## LIST OF TASKS
1) Rewrite the passage of the article about Adam Neumann between "Forty years old, 6ft" and "the actor Gwyneth.", inclusive, replacing "commencement ceremony" with "graduation ceremony".
2) Decide whether each statement agrees with the article about WeWork, answering yes or no and quoting the words of the article that settle it: (a) The company's value was cut from $47bn to as low as $15bn. (b) Neumann moved to New York in 2005. (c) Neumann has already taken $700m out of the company.

## TEXT SEGMENT
════
On Monday co-founder Adam Neumann will start trying to sell that vision to potential investors. The signs are not good.

After years of hype, Neumann’s plan to become one of the world’s richest entrepreneurs on the back of a 22% stake in WeWork, now known as the We Company, have been hit hard. The value of the company has been cut from $47bn to as low as $15bn. Even their major investor, the Japanese, Saudi-backed SoftBank, has reportedly argued against pressing ahead with the sale, a delay that threatens a $6bn loan needed to fund an aggressive global expansion of the brand.

It’s a major dent to Neumann’s dream to build a multibillion-dollar global space-sharing real estate firm built on the trust and community spirit of “we” and the vision “to elevate the world’s consciousness”.

The share sale comes as investors have become increasingly skeptical of profit-free tech, or tech-related, companies that have built their businesses on piles of Silicon Valley cash.

Those investors have been burned by offerings by the ridesharing companies Uber and Lyft and watched as Neumann, whose first frays into entrepreneurship were a collapsible high heel for women and a baby romper with reinforced knees, has marketed his “we” concept with an evangelism that often veers into faux-spiritualism.

A WeWork location in New York City.



A WeWork location in New York City. Photograph: Drew Angerer/Getty Images

To believe in “we” investors will have to overlook losses of $3bn in the last three years and stick with a belief in Neumann, whose almost complete control of We through a dual-class share structure gives investors cause for concern.

But Neumann lacks nothing if not self-belief.

Forty years old, 6ft 5in tall and sporting a mane of dark hair, Neumann grew up on an Israeli kibbutz and moved to New York in 2001 to “have fun and make a lot of money”, as he told a commencement ceremony at the college where he met his wife, Rebekah, née Rebekah Paltrow, sister of the actor Gwyneth.

Any confusion as to the scale of Neumann’s ambition was put to rest earlier this year when he told New York magazine that WeWork’s size and scale could put it in a position to help deal with some of the world’s largest problems, including migration and refugees.

“I need to have the biggest valuation I can, because when countries are shooting at each other, I want them to come to me,” he said.

Much of We’s new age spiritualism seems to stem from his wife. Rebekah Neumann introduced him to the Kabbalah, the esoteric Jewish faith once followed by Madonna. Rebekah Neumann has said when she met Neumann he was too thin and smoking too many cigarettes. She told him to ditch the suitcases of ill-fitting rompers and stop talking about money. “We’re going to talk about wellness, happiness, fulfillment, and if the money is supposed to follow, it will,” she told him.

And it has, to an extent that has worried some investors and corporate governance experts. Part of investors’ anxiety about WeWork is the unusually large amount Neumann has already taken out of the company – $700m – in a series of unorthodox personal loans, real estate leases and stock sales ahead of its initial public offering (IPO).
════
Data items:
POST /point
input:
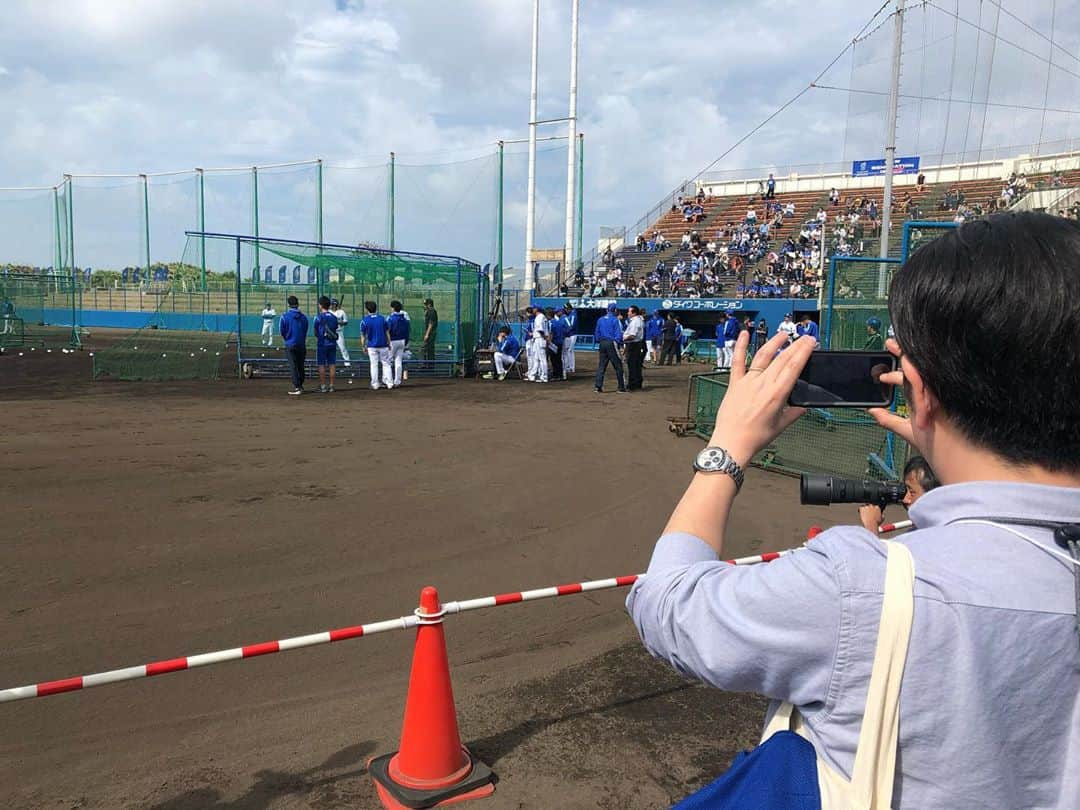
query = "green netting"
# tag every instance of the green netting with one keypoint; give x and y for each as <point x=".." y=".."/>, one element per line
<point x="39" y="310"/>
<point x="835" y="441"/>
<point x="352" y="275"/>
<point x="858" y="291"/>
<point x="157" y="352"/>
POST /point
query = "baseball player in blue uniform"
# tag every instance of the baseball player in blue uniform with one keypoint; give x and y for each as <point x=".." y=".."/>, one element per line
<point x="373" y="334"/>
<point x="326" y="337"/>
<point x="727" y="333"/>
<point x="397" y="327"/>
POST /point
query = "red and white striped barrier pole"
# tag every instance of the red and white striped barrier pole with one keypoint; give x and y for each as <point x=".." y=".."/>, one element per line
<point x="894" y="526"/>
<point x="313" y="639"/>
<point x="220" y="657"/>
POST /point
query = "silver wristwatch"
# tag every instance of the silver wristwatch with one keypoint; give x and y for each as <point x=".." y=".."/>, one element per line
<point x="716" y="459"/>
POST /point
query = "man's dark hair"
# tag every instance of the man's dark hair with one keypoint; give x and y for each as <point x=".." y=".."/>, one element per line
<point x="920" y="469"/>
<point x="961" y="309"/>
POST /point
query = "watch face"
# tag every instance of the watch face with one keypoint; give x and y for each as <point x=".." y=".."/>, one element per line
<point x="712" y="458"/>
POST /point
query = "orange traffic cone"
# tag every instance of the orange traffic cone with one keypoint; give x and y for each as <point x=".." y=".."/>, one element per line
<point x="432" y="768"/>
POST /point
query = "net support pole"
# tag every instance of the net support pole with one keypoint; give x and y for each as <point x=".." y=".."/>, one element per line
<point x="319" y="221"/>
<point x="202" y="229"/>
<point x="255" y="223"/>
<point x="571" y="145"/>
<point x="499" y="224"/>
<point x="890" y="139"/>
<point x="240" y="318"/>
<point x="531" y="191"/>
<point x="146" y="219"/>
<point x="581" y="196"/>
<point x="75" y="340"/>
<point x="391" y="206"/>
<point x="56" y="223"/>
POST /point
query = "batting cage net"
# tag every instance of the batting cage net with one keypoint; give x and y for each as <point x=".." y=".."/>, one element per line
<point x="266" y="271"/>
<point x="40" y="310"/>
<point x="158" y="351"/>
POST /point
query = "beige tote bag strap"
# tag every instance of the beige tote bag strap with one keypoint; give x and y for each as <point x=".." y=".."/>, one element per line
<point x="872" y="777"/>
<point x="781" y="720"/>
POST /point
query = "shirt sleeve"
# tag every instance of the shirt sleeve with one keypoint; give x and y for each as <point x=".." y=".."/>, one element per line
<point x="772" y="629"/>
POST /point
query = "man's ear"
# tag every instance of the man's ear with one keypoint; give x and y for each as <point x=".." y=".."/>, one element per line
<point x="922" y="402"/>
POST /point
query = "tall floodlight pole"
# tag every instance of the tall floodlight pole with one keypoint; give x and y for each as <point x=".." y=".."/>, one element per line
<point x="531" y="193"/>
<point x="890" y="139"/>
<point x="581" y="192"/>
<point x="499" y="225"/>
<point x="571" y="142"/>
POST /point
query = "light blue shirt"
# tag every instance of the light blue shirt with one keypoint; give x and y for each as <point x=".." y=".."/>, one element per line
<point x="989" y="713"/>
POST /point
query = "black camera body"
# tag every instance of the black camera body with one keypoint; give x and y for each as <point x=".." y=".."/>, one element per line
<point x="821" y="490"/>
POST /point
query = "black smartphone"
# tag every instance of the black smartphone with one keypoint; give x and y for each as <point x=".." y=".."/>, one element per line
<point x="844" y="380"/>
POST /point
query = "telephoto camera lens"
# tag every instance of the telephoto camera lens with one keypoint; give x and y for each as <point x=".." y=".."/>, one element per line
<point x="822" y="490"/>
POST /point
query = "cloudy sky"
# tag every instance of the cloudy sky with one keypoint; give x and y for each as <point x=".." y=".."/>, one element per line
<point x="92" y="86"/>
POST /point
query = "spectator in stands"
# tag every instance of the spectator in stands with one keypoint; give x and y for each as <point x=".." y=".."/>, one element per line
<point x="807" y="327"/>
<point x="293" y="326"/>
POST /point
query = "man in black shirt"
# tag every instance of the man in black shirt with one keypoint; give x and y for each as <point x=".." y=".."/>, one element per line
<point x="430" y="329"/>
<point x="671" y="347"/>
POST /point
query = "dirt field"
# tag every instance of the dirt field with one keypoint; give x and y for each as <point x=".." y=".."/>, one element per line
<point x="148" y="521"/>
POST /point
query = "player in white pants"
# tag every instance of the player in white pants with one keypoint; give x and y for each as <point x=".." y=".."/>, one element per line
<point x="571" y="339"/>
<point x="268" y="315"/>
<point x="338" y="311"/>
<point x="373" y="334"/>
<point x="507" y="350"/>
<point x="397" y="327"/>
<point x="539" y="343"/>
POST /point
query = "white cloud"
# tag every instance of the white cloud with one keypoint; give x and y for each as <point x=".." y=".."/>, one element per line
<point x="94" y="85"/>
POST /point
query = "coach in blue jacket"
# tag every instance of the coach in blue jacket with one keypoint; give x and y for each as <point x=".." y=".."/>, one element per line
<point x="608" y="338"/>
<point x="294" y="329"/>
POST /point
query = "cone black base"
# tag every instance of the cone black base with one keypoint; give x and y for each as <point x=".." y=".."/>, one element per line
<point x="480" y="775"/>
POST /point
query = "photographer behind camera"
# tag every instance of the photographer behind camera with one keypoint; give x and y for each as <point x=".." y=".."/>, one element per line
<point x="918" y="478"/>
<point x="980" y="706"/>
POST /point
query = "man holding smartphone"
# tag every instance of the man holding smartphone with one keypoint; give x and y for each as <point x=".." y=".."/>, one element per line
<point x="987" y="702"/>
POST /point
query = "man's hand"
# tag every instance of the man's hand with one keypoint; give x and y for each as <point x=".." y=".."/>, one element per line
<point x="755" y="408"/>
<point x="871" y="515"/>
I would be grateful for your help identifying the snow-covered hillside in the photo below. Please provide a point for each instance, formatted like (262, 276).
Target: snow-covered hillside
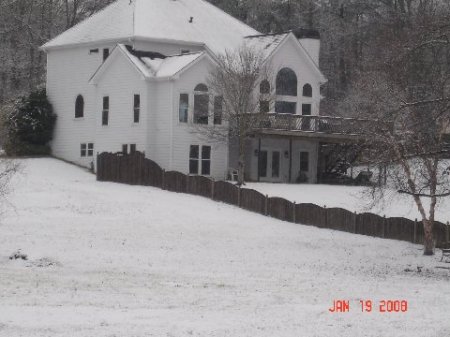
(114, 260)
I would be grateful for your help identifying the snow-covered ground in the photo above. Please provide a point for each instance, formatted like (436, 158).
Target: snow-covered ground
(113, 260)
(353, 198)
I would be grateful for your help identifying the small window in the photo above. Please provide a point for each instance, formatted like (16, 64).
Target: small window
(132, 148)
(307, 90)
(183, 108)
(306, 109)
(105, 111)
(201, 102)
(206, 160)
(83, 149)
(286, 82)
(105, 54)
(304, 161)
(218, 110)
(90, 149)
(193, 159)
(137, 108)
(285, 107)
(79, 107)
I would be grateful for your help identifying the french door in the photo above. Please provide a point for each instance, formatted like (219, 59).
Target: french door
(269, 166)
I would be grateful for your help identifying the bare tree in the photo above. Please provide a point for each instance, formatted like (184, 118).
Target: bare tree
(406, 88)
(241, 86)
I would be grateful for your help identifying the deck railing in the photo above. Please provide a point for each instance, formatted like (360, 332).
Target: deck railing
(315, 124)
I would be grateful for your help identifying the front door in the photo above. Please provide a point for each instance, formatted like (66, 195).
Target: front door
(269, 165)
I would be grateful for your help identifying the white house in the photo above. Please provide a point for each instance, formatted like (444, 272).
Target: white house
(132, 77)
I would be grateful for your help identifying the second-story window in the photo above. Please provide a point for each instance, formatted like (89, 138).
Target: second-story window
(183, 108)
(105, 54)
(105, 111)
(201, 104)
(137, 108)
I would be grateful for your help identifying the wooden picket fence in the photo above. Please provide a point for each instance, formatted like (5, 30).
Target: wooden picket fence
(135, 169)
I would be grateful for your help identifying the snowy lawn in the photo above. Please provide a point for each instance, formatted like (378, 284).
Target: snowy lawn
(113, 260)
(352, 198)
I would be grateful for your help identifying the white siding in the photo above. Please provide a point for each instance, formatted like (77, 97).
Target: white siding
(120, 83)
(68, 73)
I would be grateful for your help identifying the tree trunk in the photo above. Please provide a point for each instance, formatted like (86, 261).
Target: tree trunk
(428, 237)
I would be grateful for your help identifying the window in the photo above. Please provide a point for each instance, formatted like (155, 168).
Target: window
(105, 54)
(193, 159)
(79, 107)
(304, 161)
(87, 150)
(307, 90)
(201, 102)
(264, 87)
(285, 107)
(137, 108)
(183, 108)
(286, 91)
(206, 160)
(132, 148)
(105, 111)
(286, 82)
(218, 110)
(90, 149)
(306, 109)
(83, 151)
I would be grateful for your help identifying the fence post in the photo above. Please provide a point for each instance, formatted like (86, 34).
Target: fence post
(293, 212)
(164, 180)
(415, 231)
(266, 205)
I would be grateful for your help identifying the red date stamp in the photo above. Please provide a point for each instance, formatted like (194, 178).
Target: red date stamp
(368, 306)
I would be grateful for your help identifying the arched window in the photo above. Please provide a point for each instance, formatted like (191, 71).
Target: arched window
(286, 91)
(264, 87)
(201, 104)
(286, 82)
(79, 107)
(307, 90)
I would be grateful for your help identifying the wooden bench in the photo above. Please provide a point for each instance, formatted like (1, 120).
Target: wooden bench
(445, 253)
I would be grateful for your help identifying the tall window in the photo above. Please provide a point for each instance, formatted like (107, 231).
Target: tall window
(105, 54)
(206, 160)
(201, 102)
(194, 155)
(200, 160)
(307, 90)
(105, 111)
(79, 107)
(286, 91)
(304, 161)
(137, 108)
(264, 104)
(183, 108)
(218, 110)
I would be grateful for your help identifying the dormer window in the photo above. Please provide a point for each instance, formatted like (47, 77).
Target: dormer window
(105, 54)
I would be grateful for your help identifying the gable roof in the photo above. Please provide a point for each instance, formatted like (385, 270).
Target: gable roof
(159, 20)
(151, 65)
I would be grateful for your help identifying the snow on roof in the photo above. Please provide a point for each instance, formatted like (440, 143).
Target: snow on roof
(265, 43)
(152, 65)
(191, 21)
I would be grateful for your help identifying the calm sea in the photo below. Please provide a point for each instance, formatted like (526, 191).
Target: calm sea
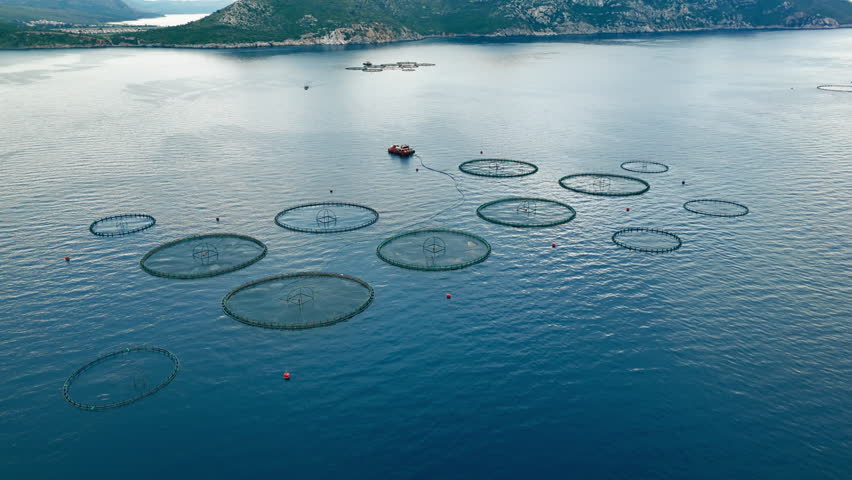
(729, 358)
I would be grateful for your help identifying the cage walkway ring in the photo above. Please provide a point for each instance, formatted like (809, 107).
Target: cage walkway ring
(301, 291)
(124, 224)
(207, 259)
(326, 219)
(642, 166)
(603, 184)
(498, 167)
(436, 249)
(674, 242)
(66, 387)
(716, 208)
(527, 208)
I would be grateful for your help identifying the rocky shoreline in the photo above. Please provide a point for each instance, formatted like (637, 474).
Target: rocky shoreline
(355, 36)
════
## RESULTS FOR EACH TASK
1)
Forty years old, 6ft 5in tall and sporting a mane of dark hair, Neumann grew up on an Israeli kibbutz and moved to New York in 2001 to “have fun and make a lot of money”, as he told a graduation ceremony at the college where he met his wife, Rebekah, née Rebekah Paltrow, sister of the actor Gwyneth.

2)
(a) Yes: "The value of the company has been cut from $47bn to as low as $15bn."
(b) No: "moved to New York in 2001"
(c) Yes: "the unusually large amount Neumann has already taken out of the company – $700m"